*** DATA FOR THE TASK ***

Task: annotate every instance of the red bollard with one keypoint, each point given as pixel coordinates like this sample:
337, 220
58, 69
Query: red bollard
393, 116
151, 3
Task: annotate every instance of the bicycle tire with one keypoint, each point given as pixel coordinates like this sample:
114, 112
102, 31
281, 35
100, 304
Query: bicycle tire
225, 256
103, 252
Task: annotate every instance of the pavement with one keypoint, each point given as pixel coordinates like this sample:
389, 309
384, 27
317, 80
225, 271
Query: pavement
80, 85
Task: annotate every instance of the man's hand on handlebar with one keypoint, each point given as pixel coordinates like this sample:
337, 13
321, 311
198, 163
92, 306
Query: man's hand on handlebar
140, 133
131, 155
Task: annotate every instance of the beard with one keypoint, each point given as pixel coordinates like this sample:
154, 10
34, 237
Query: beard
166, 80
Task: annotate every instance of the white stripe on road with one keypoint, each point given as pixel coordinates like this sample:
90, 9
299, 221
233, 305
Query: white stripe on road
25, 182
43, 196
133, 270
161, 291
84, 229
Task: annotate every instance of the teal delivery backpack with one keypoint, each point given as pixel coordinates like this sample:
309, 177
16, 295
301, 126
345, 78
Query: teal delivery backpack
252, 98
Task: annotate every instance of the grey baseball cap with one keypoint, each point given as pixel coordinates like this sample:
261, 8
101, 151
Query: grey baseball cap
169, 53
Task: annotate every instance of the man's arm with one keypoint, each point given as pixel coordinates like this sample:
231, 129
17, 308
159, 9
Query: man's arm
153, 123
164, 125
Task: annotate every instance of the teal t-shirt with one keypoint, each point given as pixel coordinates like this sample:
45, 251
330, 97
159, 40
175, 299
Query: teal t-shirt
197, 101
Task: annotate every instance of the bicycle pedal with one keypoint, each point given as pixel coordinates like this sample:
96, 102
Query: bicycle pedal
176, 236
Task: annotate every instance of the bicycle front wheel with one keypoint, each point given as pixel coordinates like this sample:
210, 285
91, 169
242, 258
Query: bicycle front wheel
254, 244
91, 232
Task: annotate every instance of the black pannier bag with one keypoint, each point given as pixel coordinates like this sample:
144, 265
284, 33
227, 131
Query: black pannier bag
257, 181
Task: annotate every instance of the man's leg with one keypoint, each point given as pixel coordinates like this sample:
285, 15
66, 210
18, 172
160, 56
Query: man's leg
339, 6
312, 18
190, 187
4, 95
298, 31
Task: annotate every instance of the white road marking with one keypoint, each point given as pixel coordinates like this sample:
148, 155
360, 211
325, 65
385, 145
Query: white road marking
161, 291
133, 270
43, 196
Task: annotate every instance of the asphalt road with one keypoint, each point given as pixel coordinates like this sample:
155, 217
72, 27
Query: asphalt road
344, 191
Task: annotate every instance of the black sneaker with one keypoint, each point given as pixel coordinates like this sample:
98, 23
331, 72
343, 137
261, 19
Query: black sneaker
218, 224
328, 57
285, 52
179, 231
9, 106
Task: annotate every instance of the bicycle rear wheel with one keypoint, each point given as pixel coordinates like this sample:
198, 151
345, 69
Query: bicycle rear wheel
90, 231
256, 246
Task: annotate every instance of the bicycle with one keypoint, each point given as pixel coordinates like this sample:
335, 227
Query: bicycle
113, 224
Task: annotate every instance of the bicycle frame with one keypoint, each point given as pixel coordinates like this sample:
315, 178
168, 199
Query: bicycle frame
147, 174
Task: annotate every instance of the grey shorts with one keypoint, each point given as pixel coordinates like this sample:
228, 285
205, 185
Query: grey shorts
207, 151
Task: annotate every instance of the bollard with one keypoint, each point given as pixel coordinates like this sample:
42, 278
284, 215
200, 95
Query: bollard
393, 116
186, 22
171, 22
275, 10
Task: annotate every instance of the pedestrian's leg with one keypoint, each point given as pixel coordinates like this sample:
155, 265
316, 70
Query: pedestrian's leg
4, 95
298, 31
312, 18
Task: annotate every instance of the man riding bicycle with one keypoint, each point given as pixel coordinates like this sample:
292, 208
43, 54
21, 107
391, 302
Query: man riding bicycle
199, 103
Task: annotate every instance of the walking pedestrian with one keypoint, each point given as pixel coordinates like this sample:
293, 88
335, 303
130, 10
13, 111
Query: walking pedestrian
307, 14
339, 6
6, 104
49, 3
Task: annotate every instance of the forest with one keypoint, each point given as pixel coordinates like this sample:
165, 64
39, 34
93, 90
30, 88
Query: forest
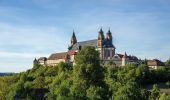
88, 79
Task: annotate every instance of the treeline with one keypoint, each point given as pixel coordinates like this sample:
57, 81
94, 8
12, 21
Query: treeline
86, 80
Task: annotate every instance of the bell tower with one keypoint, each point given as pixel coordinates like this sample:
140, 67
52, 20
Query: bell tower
100, 41
109, 36
73, 39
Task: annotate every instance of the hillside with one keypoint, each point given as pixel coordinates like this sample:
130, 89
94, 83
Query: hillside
87, 80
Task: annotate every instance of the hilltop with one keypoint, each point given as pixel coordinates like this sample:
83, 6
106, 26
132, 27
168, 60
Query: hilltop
88, 79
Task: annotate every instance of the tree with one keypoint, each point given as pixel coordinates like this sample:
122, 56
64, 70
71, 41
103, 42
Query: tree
163, 96
130, 91
87, 73
154, 92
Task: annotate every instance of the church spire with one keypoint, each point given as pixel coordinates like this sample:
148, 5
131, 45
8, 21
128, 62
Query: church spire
109, 35
100, 38
101, 35
73, 39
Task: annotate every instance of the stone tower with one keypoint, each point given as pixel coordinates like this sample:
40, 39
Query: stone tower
73, 39
124, 58
35, 62
109, 36
100, 41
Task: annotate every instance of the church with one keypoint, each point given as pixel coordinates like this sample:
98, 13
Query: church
103, 44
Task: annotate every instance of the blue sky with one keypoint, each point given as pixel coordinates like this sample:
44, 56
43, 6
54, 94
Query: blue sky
34, 28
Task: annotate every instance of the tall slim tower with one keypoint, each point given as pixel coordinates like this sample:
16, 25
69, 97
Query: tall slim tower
109, 36
100, 41
124, 58
73, 39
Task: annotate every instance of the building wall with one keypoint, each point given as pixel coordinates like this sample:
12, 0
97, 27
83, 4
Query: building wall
54, 62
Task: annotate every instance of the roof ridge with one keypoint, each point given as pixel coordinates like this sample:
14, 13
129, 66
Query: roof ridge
87, 40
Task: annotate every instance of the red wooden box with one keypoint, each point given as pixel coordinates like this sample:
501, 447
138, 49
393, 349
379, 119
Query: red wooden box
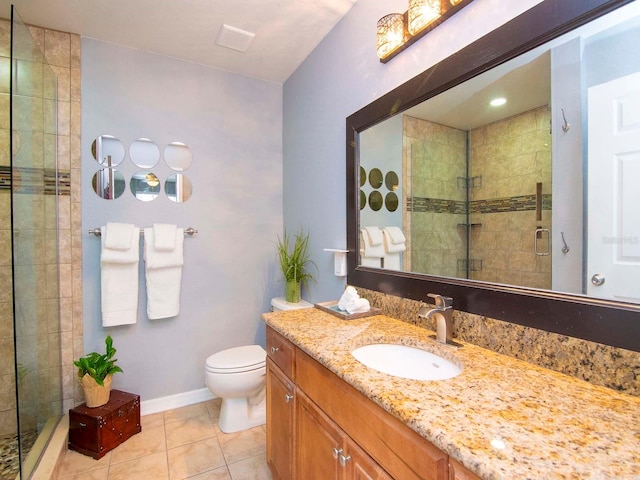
97, 431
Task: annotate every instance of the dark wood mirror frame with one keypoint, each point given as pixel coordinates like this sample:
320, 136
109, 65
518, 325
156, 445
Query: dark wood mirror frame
603, 321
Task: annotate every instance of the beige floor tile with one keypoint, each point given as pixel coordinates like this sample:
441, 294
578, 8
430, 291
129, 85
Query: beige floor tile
218, 474
99, 474
148, 441
254, 468
189, 430
185, 412
74, 463
195, 458
152, 466
153, 420
241, 445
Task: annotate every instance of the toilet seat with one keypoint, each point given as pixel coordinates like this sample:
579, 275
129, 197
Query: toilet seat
237, 360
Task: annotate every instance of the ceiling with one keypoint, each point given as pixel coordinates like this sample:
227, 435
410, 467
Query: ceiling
286, 31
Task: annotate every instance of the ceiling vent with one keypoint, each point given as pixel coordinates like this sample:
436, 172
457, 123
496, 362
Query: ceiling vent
234, 38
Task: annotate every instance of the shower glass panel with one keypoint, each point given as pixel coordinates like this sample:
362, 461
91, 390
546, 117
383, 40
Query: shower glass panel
32, 140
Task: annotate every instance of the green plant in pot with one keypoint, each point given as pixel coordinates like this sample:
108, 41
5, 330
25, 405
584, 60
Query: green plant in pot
95, 371
294, 263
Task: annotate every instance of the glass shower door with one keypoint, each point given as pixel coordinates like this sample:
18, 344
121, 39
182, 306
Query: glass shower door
36, 308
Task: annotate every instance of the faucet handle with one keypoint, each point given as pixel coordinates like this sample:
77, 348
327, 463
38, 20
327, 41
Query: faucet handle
441, 301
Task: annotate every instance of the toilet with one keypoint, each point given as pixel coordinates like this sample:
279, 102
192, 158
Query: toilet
238, 376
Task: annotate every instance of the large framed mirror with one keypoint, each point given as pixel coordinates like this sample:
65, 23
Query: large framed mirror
504, 208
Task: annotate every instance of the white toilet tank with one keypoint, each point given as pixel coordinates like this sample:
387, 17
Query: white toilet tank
279, 303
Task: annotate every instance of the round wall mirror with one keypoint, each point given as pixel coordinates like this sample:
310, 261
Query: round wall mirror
145, 186
375, 178
144, 153
391, 181
108, 183
178, 187
107, 150
178, 156
391, 201
375, 201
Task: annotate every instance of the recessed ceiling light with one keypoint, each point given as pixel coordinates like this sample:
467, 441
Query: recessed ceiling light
498, 102
234, 38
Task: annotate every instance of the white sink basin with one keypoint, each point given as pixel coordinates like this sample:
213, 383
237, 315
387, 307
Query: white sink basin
406, 362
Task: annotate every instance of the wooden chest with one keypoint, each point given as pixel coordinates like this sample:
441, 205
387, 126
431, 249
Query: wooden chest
96, 431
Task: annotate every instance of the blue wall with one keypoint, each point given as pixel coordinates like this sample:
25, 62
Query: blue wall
341, 76
233, 126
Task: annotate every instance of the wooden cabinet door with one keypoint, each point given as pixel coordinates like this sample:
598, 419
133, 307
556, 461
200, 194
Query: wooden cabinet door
280, 423
361, 466
320, 443
458, 472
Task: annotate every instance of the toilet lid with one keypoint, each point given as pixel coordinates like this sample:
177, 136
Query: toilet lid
248, 357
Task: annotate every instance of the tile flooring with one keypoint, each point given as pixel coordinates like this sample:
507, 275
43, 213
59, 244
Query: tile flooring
177, 444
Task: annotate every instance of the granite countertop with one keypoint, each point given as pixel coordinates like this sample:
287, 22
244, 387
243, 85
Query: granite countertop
550, 425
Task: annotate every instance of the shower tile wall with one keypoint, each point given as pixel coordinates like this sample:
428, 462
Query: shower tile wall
58, 342
434, 156
511, 156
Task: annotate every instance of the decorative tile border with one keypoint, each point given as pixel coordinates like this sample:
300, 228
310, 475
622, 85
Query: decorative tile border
520, 203
36, 180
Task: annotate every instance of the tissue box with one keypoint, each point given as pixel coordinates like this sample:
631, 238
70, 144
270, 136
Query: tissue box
332, 308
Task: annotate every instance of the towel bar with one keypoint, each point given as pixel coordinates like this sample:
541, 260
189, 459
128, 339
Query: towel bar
187, 231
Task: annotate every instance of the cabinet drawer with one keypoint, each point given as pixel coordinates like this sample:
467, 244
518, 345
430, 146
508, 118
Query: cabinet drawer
395, 447
281, 351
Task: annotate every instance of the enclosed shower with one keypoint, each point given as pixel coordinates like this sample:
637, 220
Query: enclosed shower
30, 186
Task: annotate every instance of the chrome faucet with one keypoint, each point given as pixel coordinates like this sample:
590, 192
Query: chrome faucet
442, 311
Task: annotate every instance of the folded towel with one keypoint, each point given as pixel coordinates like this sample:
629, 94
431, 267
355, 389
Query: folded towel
119, 280
164, 236
373, 236
352, 303
163, 271
389, 245
368, 250
395, 234
118, 236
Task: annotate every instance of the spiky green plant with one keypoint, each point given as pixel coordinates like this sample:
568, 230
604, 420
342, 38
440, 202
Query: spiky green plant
294, 262
97, 365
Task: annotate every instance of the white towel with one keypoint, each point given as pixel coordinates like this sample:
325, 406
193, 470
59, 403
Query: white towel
163, 270
389, 245
119, 276
371, 255
395, 235
374, 236
164, 236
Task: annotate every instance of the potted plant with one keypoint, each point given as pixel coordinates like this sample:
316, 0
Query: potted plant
95, 371
294, 264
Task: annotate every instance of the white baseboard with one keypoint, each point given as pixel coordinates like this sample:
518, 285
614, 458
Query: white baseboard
178, 400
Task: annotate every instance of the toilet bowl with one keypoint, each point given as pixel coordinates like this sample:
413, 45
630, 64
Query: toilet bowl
237, 375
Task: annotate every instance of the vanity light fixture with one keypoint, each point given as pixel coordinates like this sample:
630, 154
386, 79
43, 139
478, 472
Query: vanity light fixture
396, 31
498, 102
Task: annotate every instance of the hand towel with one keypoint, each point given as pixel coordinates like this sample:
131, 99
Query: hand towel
389, 245
164, 236
117, 236
371, 255
374, 235
119, 277
352, 303
395, 234
163, 272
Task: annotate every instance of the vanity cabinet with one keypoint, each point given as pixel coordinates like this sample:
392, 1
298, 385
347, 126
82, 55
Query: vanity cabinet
320, 427
458, 472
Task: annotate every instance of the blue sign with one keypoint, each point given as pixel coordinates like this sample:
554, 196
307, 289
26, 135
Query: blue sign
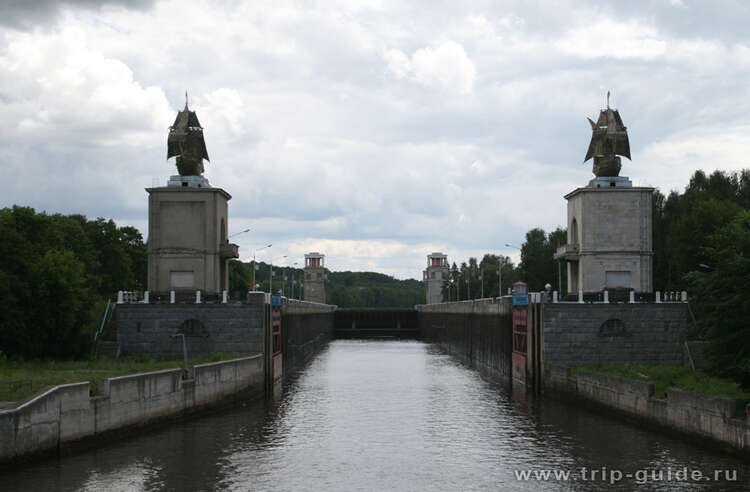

*** End of DATA FOR THE TASK ***

PROBLEM TO SOLVE:
Which lines above contain the word "sign"? Show each of them.

TASK RESPONSE:
Task: annotate every instance of the blue sign with one keypoint, each point given as pixel coordinates like this sample:
Query: blue sign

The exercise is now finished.